Task description:
Images are excluded; otherwise, output every record exactly.

Dataset records:
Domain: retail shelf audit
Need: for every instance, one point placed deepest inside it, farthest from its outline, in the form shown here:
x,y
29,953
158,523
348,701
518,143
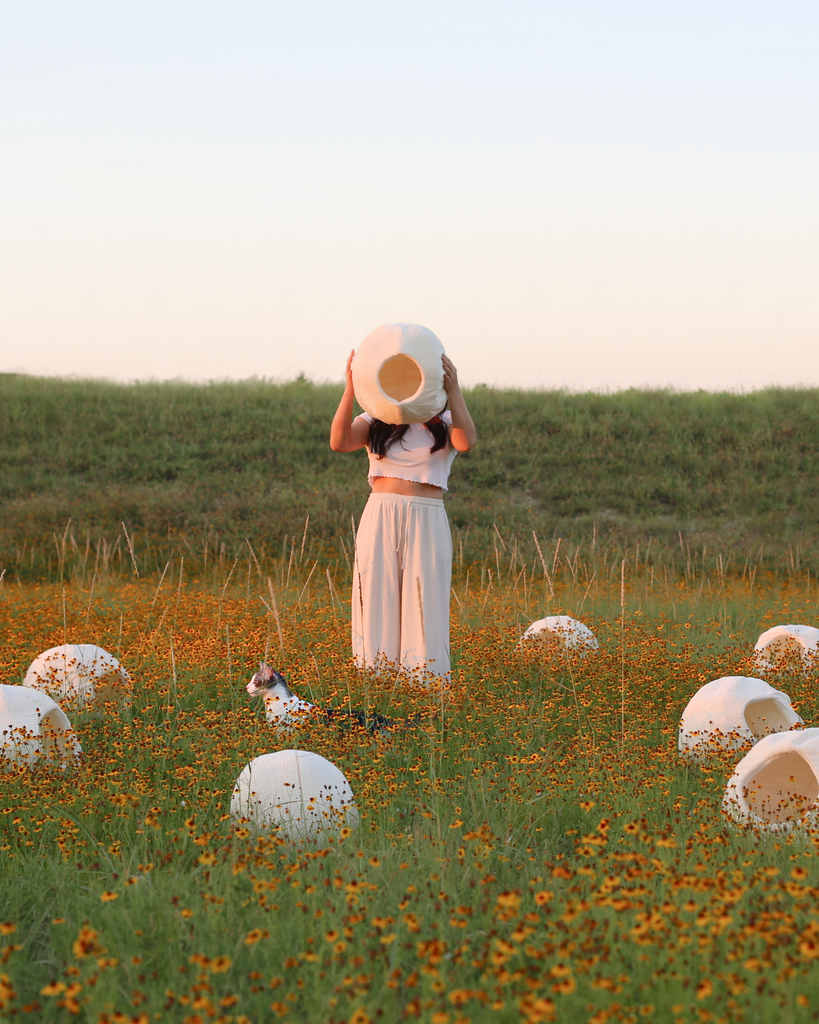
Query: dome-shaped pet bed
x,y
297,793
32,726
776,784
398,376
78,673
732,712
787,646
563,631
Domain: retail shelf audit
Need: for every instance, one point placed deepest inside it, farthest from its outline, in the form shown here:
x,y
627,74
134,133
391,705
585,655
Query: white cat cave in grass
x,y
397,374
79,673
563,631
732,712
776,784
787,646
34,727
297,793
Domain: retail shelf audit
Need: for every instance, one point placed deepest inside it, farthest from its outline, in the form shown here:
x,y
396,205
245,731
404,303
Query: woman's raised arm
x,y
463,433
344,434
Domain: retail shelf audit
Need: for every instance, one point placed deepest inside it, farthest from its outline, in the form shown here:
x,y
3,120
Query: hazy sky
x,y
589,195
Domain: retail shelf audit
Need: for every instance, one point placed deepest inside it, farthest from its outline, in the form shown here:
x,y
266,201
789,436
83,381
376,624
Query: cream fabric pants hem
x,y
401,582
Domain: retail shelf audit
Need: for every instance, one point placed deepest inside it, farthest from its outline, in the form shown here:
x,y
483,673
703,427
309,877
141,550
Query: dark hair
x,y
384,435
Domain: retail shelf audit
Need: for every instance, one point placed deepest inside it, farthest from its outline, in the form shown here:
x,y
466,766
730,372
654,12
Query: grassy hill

Response to this exercise:
Domain: retail shelf audit
Need: for every instance, one point placed deepest inside it, farthest from its outline, in the form shown here:
x,y
29,953
158,523
348,701
518,143
Query: dome-shaped pet bed
x,y
297,793
32,726
776,784
398,376
78,673
732,712
787,646
563,631
Domain: retail shelf audit
Need: for every instance, one point placed deepest inside it, farthest from its outline, in the form shown here:
x,y
627,74
134,133
391,705
585,655
Query: white cat cave in grass
x,y
397,374
79,673
563,631
732,712
776,784
787,646
34,727
297,793
Domain: retail shelf audit
Need: for every instance, one point placed deepest inside it, farthest from its outline, in the form shown here:
x,y
396,205
245,731
404,303
Query: woman's raised arm
x,y
463,433
344,434
Domain: retail shelf audit
Need: for every instance, one point placed deepest inside it, farthest from its outline, in the form shown here:
x,y
3,120
Query: hazy sky
x,y
589,195
Domain: retail shelf audit
Need: for every instance, one point placed deepest inside it, farthest from its outline, in the form shown here:
x,y
266,201
789,436
83,381
376,624
Query: cream fabric pants hem
x,y
401,582
Domain: retail shelf audit
Need: for every instance, one point placed deepest inside it, farthest from its outline, in the form shown here:
x,y
483,673
703,427
309,877
141,550
Query: dark hair
x,y
384,435
Domain: retail shelf audit
Need: for every instance, one point placed deepest inside it, farthest from its outline, in the form shown here:
x,y
466,766
730,372
654,12
Query: grassy hill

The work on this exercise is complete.